Task to complete »
Turn the material from the line containing "Place a marker on every instance of the photo of woman" through its final line into a numbered list, leaving out blank lines. Include both end lines and no other lines.

Data in this exercise »
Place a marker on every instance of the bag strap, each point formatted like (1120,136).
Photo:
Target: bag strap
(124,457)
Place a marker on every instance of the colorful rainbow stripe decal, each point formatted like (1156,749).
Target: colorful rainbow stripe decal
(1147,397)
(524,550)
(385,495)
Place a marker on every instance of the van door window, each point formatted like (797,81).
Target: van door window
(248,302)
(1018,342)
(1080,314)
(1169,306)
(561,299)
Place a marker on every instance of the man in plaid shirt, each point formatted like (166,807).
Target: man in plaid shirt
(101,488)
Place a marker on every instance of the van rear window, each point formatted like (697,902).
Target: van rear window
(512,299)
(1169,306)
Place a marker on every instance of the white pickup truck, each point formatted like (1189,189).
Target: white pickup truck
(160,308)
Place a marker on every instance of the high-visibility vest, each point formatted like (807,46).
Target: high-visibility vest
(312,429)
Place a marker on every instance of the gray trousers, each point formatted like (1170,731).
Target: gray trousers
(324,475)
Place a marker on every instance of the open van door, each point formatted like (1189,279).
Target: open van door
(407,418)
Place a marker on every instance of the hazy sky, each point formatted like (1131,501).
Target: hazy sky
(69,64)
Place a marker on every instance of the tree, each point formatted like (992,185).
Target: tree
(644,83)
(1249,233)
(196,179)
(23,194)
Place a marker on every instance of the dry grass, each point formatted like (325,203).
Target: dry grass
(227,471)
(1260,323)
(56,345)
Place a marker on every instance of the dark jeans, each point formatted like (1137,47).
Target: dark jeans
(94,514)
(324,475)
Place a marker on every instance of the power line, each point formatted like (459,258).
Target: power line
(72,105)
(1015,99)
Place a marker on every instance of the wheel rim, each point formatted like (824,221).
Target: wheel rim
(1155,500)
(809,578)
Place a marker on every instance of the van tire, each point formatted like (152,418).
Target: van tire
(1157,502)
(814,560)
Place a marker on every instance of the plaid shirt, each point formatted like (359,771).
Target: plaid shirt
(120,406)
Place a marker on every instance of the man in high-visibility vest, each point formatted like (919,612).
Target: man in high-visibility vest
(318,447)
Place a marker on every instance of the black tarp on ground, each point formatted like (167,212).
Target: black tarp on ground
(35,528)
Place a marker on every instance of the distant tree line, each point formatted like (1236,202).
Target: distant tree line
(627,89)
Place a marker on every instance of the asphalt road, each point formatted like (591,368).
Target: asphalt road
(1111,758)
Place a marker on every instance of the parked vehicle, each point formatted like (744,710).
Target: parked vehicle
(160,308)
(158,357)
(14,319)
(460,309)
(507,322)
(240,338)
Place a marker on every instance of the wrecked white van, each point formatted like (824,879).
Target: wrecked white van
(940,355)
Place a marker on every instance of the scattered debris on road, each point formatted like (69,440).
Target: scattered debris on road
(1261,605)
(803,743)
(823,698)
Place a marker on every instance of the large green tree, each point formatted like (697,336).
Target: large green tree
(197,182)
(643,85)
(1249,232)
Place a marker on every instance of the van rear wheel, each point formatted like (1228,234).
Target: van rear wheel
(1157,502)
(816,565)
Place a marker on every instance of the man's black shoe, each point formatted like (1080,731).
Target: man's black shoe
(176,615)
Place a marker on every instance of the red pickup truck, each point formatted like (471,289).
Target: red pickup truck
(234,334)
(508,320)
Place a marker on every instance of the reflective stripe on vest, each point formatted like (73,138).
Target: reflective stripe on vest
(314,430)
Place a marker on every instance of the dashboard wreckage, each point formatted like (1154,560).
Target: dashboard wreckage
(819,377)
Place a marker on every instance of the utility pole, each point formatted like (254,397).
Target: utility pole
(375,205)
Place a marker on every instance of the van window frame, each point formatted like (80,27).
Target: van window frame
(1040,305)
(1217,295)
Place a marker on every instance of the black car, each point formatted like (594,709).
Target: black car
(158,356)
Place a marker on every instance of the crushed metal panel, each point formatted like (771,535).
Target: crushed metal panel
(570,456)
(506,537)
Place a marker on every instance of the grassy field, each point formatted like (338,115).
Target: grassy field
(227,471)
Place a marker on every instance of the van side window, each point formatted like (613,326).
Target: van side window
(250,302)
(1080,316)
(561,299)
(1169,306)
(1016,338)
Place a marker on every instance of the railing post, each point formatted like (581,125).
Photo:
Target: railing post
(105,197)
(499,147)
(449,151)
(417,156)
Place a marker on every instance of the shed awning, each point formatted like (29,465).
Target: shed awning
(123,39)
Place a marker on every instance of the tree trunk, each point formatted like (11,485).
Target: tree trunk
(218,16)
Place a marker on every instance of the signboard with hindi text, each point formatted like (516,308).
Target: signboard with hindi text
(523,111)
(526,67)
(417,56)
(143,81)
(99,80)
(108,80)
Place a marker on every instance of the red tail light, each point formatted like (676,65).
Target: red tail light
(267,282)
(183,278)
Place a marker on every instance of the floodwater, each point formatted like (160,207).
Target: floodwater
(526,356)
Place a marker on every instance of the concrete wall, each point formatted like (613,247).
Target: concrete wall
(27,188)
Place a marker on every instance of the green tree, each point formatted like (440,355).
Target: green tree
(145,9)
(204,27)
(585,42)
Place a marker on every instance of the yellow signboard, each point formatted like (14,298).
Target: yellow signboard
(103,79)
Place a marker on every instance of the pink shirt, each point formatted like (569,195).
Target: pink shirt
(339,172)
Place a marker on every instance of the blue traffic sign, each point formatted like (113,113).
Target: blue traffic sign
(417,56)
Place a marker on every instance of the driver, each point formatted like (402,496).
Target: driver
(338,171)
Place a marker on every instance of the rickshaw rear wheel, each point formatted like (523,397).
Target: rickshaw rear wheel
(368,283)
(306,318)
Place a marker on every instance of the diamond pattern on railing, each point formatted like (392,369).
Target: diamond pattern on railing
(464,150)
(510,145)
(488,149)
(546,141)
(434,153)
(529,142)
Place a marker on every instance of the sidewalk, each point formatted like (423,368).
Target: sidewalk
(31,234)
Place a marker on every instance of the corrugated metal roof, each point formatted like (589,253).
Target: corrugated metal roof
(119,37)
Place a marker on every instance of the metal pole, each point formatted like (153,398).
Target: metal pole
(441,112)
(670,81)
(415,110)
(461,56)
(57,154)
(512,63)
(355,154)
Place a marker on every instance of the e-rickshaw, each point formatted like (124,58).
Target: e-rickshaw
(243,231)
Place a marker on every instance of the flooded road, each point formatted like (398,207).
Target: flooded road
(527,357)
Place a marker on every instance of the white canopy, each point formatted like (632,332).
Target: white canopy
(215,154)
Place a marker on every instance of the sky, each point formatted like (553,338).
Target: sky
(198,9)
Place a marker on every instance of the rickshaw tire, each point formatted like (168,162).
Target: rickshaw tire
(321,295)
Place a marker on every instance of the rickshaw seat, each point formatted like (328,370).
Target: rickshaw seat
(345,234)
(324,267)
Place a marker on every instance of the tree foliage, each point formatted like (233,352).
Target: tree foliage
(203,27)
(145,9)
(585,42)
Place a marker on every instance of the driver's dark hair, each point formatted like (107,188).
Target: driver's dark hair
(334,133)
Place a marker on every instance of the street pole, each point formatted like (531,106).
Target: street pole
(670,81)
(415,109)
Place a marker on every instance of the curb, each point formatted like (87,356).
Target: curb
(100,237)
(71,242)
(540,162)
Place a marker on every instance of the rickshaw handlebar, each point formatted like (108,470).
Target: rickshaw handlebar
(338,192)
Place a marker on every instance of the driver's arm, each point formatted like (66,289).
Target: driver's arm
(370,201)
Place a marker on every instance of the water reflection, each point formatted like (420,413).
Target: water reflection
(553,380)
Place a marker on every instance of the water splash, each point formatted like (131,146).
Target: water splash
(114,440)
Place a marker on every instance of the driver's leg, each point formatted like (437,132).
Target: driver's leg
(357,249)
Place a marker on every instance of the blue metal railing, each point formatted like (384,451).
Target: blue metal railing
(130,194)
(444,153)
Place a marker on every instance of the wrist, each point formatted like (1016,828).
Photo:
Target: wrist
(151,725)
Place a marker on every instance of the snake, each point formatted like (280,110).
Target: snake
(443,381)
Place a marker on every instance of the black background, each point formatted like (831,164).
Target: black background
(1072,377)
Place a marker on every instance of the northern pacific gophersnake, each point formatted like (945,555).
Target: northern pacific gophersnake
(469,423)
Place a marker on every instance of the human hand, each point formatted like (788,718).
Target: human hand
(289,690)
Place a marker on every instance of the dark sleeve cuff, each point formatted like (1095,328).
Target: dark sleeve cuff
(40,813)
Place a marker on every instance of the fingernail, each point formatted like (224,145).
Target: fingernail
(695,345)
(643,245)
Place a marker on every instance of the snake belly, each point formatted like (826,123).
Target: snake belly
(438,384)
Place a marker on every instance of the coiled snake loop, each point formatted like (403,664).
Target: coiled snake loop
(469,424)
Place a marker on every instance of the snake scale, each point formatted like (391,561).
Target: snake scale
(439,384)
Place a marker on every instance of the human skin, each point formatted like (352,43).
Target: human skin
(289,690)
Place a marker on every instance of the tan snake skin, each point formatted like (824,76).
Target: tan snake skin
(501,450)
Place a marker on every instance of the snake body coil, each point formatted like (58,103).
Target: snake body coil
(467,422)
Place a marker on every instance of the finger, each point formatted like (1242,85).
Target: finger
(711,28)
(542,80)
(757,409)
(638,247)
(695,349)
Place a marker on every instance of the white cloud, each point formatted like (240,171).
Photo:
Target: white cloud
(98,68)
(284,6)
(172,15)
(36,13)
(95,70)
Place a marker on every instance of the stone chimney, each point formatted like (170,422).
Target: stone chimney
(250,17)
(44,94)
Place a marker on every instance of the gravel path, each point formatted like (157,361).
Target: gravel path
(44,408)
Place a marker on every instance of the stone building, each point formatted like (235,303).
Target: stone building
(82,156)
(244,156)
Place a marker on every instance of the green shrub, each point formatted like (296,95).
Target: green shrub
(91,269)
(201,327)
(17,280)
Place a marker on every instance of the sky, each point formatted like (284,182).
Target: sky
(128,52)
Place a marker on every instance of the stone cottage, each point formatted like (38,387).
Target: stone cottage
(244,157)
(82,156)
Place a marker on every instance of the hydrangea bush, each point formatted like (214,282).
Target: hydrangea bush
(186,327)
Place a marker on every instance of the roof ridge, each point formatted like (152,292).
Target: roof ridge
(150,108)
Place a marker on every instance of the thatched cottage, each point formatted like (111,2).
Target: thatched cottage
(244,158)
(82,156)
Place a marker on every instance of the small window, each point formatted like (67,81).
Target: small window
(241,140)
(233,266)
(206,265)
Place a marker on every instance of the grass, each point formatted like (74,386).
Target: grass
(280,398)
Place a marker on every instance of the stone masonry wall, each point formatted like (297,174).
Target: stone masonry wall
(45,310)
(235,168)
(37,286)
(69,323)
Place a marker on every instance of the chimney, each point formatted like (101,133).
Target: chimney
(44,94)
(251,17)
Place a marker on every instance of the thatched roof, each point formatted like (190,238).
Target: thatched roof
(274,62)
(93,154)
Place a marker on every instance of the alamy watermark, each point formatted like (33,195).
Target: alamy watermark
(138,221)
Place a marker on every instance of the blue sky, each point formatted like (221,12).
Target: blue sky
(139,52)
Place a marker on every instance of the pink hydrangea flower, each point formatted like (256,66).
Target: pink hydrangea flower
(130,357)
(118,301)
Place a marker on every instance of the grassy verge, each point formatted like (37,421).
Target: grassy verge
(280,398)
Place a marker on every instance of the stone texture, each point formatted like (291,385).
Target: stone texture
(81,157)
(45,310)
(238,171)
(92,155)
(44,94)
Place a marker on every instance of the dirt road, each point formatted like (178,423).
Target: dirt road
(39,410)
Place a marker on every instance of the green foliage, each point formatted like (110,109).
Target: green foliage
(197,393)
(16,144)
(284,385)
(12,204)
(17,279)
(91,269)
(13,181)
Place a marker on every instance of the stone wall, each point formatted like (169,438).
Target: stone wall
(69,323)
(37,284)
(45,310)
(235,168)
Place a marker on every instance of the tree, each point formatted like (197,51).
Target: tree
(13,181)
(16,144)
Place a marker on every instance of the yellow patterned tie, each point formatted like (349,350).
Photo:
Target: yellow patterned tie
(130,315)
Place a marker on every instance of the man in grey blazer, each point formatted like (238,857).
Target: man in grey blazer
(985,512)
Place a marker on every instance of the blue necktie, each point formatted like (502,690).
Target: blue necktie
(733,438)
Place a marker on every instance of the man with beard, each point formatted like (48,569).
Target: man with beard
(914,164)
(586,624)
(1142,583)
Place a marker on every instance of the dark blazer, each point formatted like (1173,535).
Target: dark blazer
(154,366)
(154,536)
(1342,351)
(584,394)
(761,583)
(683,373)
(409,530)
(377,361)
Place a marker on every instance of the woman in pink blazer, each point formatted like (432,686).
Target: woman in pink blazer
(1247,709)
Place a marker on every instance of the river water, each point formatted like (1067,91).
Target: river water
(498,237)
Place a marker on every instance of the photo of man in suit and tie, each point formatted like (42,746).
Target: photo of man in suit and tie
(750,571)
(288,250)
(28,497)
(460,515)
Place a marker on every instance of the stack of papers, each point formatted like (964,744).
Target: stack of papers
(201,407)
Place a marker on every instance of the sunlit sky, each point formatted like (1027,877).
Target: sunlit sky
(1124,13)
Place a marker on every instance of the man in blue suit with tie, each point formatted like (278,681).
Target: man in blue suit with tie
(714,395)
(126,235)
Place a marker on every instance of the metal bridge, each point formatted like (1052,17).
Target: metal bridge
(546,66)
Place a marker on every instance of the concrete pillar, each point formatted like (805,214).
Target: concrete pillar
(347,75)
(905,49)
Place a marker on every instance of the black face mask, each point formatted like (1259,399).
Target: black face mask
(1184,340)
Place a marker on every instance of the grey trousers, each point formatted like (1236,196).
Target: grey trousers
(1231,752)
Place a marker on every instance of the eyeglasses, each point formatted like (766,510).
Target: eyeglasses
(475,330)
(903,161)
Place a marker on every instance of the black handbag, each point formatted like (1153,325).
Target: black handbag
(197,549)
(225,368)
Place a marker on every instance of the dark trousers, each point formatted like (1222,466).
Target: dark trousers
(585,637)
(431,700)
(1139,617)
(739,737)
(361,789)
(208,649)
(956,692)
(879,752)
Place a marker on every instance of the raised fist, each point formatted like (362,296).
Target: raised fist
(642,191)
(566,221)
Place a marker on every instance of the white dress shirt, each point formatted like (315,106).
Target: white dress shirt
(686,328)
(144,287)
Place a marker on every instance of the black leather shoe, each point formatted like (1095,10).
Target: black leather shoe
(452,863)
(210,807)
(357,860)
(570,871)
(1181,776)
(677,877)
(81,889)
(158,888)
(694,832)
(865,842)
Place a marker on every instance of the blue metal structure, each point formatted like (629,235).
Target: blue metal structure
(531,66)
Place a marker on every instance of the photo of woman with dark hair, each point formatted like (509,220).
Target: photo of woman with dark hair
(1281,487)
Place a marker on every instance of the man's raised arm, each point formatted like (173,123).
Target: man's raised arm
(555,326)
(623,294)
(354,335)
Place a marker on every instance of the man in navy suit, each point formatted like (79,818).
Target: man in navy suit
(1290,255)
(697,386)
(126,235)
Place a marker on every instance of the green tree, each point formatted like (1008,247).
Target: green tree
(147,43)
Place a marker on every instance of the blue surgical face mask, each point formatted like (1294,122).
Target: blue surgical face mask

Answer for this exercise »
1. Place a marker on every instance of the photo of woman with dark hair, each point formatted like (509,220).
2. Target: photo of woman with dark hair
3. (1281,487)
4. Place a marker on every instance of the man's raised arm, each point formatted like (173,123).
5. Target: man's raised arm
6. (555,326)
7. (623,294)
8. (354,335)
9. Place a marker on every instance of the man in navy suit, each point formatted like (79,818).
10. Target: man in navy suit
11. (1290,255)
12. (697,386)
13. (126,235)
14. Place a marker on every instance of the green tree, each point formatted like (1008,247).
15. Target: green tree
16. (147,43)
17. Place a marker on every instance of the blue surgical face mask, each point formatted like (1294,122).
18. Target: blue surgical face mask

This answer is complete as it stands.